Records to use:
------------------------

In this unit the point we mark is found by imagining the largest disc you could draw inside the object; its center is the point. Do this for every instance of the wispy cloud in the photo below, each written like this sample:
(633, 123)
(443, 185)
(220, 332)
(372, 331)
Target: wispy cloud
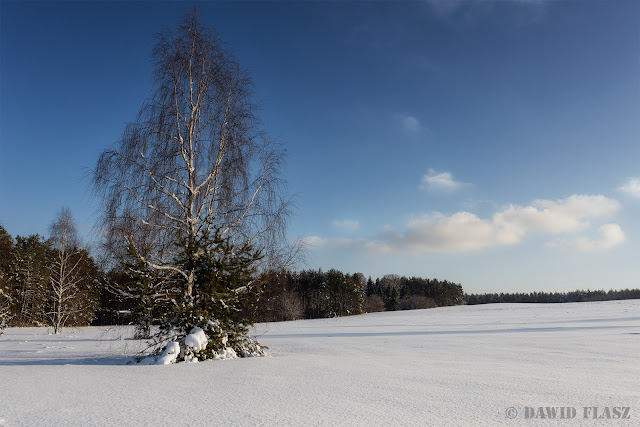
(610, 235)
(434, 180)
(409, 123)
(631, 187)
(466, 231)
(349, 225)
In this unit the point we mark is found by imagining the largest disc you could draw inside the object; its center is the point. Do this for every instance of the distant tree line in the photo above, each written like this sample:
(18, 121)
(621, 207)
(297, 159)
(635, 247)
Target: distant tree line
(552, 297)
(55, 282)
(47, 282)
(314, 294)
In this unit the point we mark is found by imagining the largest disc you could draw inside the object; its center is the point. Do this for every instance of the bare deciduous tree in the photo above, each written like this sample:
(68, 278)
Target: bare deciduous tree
(195, 163)
(69, 279)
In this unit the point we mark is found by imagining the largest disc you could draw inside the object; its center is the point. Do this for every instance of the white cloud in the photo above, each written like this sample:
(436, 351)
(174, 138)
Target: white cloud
(412, 124)
(631, 187)
(611, 235)
(434, 180)
(314, 241)
(346, 225)
(460, 232)
(465, 231)
(409, 123)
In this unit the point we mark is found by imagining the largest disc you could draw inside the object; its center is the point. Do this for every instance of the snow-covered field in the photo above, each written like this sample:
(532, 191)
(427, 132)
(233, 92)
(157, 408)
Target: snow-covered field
(465, 365)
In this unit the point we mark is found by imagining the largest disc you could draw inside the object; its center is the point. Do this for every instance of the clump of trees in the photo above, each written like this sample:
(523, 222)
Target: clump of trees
(47, 282)
(314, 294)
(193, 198)
(552, 297)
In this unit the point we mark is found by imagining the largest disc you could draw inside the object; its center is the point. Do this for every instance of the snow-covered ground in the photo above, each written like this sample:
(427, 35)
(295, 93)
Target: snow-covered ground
(445, 366)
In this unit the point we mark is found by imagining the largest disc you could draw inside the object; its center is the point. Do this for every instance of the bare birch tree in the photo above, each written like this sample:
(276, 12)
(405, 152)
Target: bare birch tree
(69, 293)
(194, 165)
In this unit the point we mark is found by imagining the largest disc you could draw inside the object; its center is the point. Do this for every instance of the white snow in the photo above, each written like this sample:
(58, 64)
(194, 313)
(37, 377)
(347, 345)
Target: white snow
(196, 339)
(463, 365)
(170, 354)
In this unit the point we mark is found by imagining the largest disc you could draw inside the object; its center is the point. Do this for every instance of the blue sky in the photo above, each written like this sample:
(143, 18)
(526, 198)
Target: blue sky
(491, 143)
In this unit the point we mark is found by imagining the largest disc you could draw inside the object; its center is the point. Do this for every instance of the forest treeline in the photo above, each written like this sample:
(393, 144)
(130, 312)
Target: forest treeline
(30, 291)
(551, 297)
(29, 288)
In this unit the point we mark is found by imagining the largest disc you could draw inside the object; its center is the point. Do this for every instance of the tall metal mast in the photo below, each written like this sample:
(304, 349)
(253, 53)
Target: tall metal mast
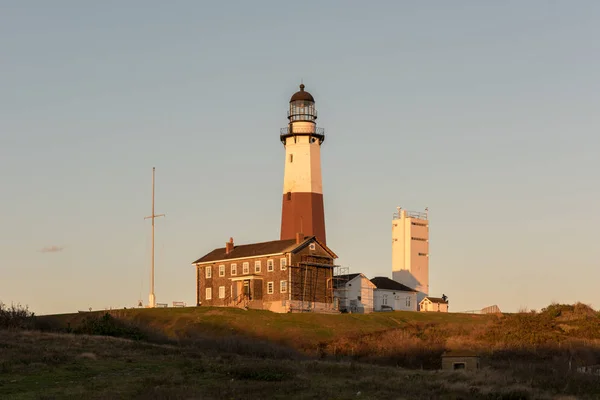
(151, 297)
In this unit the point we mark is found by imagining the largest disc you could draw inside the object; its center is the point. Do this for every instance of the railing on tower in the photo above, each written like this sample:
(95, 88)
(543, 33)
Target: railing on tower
(289, 131)
(412, 214)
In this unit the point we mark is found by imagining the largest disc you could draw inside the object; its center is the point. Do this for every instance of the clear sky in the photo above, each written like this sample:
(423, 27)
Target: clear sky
(485, 112)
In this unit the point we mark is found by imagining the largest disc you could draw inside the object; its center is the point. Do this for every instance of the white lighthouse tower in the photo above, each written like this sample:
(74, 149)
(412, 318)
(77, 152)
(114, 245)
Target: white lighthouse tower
(302, 208)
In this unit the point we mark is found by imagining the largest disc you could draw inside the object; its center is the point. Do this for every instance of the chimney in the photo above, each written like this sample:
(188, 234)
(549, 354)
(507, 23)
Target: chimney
(229, 246)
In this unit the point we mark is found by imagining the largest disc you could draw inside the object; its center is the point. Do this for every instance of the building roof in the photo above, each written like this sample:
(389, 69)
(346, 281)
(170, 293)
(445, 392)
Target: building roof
(341, 280)
(248, 250)
(381, 282)
(260, 249)
(302, 95)
(435, 300)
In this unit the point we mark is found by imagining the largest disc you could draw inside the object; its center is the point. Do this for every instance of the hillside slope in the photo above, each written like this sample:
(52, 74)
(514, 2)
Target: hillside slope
(37, 365)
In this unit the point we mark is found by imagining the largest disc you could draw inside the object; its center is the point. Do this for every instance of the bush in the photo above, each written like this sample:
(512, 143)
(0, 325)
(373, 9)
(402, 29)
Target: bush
(16, 317)
(107, 325)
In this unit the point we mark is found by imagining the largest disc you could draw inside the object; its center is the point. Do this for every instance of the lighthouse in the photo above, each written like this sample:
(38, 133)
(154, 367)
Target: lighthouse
(302, 209)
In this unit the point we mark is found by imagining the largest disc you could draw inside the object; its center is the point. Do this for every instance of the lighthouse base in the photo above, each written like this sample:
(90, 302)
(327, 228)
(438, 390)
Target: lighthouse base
(303, 213)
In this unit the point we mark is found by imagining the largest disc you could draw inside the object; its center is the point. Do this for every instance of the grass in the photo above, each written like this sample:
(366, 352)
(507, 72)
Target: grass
(38, 365)
(205, 353)
(301, 331)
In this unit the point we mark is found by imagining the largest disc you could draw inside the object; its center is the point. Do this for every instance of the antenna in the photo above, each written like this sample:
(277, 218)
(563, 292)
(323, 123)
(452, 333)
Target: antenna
(151, 297)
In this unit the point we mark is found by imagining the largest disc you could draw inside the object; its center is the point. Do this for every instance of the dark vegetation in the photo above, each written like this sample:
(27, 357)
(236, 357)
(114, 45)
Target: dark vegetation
(232, 353)
(16, 317)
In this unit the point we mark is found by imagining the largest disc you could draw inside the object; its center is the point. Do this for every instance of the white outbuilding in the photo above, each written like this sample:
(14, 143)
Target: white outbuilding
(390, 295)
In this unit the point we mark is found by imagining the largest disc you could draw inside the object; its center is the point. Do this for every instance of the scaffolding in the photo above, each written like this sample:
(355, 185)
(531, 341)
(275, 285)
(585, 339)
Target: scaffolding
(312, 286)
(340, 292)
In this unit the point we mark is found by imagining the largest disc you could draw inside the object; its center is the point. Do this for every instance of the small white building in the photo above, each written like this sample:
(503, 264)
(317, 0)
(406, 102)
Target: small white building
(439, 304)
(354, 292)
(390, 295)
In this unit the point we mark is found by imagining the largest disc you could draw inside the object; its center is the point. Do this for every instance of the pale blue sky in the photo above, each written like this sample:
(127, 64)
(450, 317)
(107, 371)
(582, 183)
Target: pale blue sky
(485, 112)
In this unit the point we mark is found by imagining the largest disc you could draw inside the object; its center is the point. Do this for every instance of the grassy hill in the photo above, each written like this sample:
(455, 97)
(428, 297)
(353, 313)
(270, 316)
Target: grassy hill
(36, 365)
(203, 352)
(301, 331)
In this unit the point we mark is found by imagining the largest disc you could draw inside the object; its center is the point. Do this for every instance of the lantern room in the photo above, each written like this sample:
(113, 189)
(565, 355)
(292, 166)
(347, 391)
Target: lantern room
(302, 107)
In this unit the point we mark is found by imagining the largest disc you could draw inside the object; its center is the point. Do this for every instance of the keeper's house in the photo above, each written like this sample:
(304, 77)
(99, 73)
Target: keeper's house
(291, 275)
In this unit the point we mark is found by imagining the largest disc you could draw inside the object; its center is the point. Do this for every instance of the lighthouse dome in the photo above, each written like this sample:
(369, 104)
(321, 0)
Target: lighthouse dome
(302, 95)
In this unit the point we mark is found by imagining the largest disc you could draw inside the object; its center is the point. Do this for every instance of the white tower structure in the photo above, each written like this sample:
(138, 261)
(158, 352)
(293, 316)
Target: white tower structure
(410, 250)
(302, 209)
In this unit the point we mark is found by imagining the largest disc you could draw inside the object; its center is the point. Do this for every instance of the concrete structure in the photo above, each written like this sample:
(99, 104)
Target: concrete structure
(410, 250)
(281, 276)
(438, 304)
(460, 360)
(302, 207)
(357, 294)
(390, 295)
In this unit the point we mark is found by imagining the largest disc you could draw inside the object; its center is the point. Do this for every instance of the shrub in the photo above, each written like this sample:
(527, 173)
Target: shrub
(16, 317)
(107, 325)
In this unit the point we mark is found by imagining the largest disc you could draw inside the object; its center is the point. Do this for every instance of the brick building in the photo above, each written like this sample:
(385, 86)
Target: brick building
(282, 275)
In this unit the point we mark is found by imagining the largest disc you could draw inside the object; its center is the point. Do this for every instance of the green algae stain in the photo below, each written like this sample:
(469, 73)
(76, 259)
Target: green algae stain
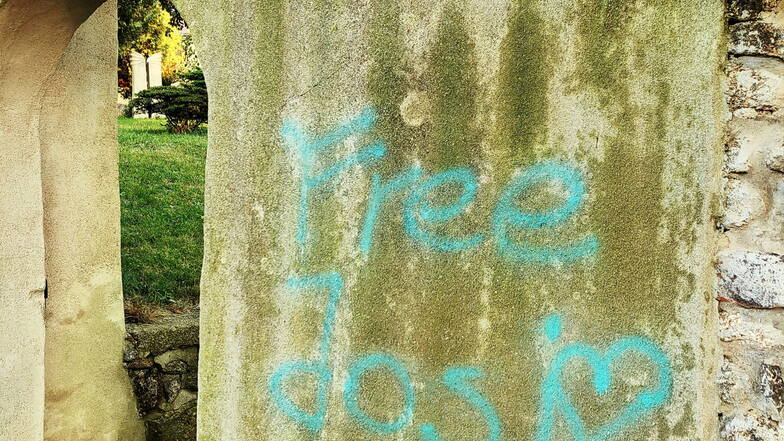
(638, 276)
(526, 70)
(452, 80)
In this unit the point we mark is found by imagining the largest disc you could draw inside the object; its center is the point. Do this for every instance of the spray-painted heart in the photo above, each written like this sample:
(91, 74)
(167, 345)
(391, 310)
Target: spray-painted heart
(556, 400)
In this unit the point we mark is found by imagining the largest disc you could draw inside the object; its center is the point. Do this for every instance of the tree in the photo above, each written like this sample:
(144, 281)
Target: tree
(184, 105)
(134, 17)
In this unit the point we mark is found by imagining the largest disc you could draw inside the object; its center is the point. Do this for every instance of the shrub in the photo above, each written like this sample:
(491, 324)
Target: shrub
(183, 104)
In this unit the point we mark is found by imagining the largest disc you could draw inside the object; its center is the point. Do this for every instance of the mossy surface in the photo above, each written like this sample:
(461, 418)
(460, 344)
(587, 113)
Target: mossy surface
(621, 67)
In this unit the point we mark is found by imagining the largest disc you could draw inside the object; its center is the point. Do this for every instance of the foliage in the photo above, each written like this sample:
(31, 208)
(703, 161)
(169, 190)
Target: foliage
(133, 19)
(136, 17)
(184, 105)
(161, 192)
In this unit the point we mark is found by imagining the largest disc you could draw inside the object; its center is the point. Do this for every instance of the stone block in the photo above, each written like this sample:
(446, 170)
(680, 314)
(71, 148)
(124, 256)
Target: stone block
(178, 425)
(752, 279)
(744, 202)
(749, 140)
(757, 38)
(749, 425)
(747, 10)
(756, 83)
(775, 159)
(171, 332)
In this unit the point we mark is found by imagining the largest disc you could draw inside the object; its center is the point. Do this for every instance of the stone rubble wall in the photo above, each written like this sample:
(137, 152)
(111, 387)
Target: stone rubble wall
(162, 362)
(750, 260)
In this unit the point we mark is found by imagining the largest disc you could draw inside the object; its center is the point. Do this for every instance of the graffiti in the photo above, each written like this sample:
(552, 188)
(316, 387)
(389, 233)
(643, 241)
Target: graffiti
(423, 223)
(416, 207)
(306, 151)
(506, 214)
(458, 379)
(555, 400)
(333, 282)
(420, 217)
(374, 361)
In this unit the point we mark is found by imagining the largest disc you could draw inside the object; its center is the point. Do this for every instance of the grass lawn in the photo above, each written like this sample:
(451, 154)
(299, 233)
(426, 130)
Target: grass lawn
(162, 194)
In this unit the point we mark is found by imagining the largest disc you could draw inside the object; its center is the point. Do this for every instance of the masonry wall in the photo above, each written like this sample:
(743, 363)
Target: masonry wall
(750, 262)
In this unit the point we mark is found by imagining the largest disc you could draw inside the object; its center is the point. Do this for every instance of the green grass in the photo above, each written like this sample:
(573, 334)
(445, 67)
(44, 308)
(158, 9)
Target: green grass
(162, 194)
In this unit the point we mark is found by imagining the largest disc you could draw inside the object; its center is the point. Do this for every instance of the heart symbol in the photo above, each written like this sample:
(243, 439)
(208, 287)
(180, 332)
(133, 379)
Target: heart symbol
(555, 399)
(313, 421)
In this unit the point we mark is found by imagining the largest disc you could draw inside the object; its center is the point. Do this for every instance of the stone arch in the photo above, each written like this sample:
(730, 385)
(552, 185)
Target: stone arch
(62, 317)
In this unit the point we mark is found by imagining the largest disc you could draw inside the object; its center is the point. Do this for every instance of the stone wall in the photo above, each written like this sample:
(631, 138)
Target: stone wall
(750, 262)
(162, 362)
(415, 196)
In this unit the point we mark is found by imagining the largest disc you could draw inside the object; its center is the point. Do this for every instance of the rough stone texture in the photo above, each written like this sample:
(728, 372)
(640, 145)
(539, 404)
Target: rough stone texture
(744, 203)
(33, 37)
(756, 280)
(757, 38)
(750, 266)
(756, 83)
(169, 332)
(750, 379)
(88, 395)
(627, 92)
(162, 362)
(746, 10)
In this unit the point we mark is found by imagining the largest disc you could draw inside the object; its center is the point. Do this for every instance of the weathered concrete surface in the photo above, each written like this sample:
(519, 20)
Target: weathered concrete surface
(33, 36)
(88, 393)
(625, 93)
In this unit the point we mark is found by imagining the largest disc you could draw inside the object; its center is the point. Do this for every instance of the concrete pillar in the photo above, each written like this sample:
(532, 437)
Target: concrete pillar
(88, 393)
(154, 70)
(34, 35)
(138, 72)
(459, 220)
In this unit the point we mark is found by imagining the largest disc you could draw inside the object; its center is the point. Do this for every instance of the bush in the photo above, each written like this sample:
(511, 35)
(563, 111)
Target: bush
(184, 104)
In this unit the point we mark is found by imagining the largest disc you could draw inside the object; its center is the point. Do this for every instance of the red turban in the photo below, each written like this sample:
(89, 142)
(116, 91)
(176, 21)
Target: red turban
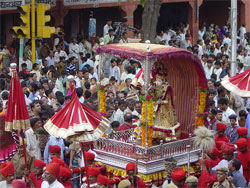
(59, 161)
(18, 183)
(221, 126)
(130, 166)
(241, 143)
(7, 169)
(208, 163)
(178, 174)
(53, 168)
(93, 171)
(219, 144)
(242, 131)
(54, 149)
(228, 148)
(103, 180)
(39, 163)
(215, 151)
(89, 156)
(65, 172)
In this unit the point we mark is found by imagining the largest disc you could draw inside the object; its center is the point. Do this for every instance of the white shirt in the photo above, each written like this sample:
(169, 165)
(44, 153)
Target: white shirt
(51, 61)
(226, 114)
(82, 158)
(55, 184)
(217, 72)
(74, 50)
(57, 55)
(208, 72)
(227, 40)
(115, 71)
(29, 64)
(78, 82)
(106, 29)
(32, 144)
(225, 163)
(119, 116)
(90, 62)
(3, 184)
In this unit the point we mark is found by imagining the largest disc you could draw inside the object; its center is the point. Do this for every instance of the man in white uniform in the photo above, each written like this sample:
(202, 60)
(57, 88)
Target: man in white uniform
(50, 175)
(7, 171)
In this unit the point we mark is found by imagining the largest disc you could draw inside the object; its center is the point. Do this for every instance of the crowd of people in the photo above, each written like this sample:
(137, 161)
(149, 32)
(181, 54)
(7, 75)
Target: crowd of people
(47, 90)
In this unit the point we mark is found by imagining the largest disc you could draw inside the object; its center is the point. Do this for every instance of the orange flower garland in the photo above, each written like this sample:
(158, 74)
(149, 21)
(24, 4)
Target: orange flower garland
(150, 118)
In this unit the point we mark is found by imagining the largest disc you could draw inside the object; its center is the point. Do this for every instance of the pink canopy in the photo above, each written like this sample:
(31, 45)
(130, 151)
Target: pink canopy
(77, 122)
(238, 84)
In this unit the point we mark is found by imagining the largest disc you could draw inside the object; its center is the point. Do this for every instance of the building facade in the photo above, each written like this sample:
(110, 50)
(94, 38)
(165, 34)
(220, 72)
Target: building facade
(74, 15)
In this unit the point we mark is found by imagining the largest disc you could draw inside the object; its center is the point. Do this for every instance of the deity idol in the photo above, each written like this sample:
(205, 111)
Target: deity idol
(165, 121)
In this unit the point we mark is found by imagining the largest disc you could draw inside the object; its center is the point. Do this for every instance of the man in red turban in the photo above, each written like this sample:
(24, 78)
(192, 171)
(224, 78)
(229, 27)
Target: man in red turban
(132, 177)
(18, 183)
(51, 175)
(207, 178)
(214, 156)
(244, 156)
(178, 177)
(221, 136)
(36, 177)
(242, 132)
(54, 150)
(65, 174)
(7, 171)
(227, 153)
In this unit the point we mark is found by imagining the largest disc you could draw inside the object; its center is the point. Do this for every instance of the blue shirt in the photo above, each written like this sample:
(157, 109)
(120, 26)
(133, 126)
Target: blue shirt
(238, 179)
(71, 67)
(83, 65)
(53, 141)
(33, 96)
(235, 135)
(248, 125)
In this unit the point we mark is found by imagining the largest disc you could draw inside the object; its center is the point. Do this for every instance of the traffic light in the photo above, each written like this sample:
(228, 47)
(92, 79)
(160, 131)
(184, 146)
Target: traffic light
(42, 30)
(23, 30)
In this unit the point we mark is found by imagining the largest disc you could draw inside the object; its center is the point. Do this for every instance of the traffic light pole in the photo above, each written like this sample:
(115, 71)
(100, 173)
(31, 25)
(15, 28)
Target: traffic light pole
(21, 41)
(33, 30)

------------------------

What you are asked to do: Scan the listing for the string "below", then copy every line where it appears.

Task result:
In this unit the point we mark is found by imagining the largest disc you could draw inside the object; its center is the point. Do this for every instance of the wispy cloud in the photo below, each written like this sample:
In this unit the point we mark is found by imagining the largest disc you could draw inside the object; its center is the point. Do this for every instance of the tall metal mast in the photo below, each written like this sample:
In this unit the point we mark is found by imagining the largest disc you could draw inside the object; its center is the point. Do this for every instance of the green algae stain in the photo below, each written like this sample:
In this unit the point we mark is found by imagining the largest disc you could draw inside the object; its center is the point. Do this for every instance of the red turban in the photo below, each written like this sample:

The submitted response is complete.